## Task prompt:
Copy every line of the items below, requests included, and offset each bounding-box coordinate in the answers by adding 87. Leave the numbers in the requests and their format samples unchanged.

## Stored records:
=-=-=

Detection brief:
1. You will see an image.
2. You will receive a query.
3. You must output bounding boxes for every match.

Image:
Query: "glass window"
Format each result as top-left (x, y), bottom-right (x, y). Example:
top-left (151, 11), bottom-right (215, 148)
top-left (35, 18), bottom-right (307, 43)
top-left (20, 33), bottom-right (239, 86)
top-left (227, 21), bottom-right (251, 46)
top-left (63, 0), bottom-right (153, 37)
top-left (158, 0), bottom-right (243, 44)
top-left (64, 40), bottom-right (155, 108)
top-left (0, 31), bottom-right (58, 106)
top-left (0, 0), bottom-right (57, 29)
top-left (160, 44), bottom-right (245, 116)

=-=-=

## In response:
Detection brief:
1. You will see an image.
2. You will receive a query.
3. You must output bounding boxes for every match.

Image:
Query: "glass window"
Format each result as top-left (x, y), bottom-right (x, y). Example:
top-left (151, 11), bottom-right (215, 148)
top-left (35, 18), bottom-right (307, 43)
top-left (20, 33), bottom-right (239, 86)
top-left (227, 21), bottom-right (251, 46)
top-left (150, 87), bottom-right (240, 124)
top-left (245, 87), bottom-right (330, 131)
top-left (151, 127), bottom-right (242, 195)
top-left (87, 118), bottom-right (145, 193)
top-left (87, 87), bottom-right (144, 116)
top-left (247, 131), bottom-right (332, 203)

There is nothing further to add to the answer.